AIM OF THE TASK:
Please reproduce the data exactly, excluding any pictures it contains.

Photo-based referring expression data:
++++

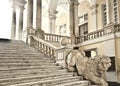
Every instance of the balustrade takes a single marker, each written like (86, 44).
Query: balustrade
(53, 37)
(99, 33)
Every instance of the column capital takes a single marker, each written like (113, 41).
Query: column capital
(73, 2)
(52, 14)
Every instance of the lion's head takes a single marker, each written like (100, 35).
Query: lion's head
(101, 63)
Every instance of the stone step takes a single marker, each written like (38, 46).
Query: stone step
(27, 60)
(39, 77)
(29, 67)
(76, 83)
(49, 82)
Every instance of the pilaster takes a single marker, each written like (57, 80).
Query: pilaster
(52, 20)
(13, 23)
(30, 13)
(73, 19)
(93, 17)
(38, 14)
(110, 11)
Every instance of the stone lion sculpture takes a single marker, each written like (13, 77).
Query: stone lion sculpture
(92, 69)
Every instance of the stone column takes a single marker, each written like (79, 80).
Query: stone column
(38, 14)
(13, 23)
(30, 13)
(20, 23)
(93, 17)
(73, 19)
(39, 31)
(110, 11)
(52, 18)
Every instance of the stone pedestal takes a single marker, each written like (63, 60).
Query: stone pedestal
(52, 18)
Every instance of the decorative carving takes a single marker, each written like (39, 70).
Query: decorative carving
(65, 41)
(92, 69)
(40, 33)
(31, 31)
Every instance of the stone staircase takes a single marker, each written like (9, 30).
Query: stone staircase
(22, 65)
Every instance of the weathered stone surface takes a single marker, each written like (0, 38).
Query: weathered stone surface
(92, 69)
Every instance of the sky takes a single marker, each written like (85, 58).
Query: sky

++++

RESPONSE BELOW:
Every instance of the balustrade takes a single marker, each written like (86, 44).
Query: balustrade
(53, 37)
(99, 33)
Every instance of the column capital takes a single marker, each written like (113, 41).
Query: column capital
(73, 2)
(52, 14)
Every instance of the lion's head takes a single marker, each written like (100, 35).
Query: lion's head
(101, 63)
Every instance of the stone step takes a single marker, each written like (38, 46).
Query: stone step
(27, 60)
(39, 77)
(29, 67)
(76, 83)
(49, 82)
Every instance of the pilaster takes a single marker, each written like (57, 80).
Query: pilaster
(52, 20)
(13, 23)
(30, 13)
(73, 19)
(93, 17)
(38, 14)
(110, 11)
Every instance of the stone lion sculpture takes a single marker, each written like (13, 77).
Query: stone lion sculpture
(92, 69)
Every instance of the stone column takes a single marker, each written like (79, 80).
Query: stone column
(38, 14)
(13, 23)
(30, 13)
(20, 23)
(93, 17)
(73, 19)
(39, 31)
(110, 11)
(52, 18)
Every instance of the stone pedestal takes a single marker, each written like (63, 60).
Query: stone pedestal
(52, 18)
Every instance of the decorative carving takes a single marker, each written like (39, 70).
Query: decorative carving
(65, 41)
(92, 69)
(40, 33)
(31, 31)
Every instance of the stone staircase takes a single marker, each written like (9, 30).
Query: stone staircase
(22, 65)
Every instance of the weathered stone surface takes a single marker, each written like (0, 38).
Query: weathered stone surface
(92, 69)
Every instance of the sky takes a single marker, each written like (85, 58).
Query: sky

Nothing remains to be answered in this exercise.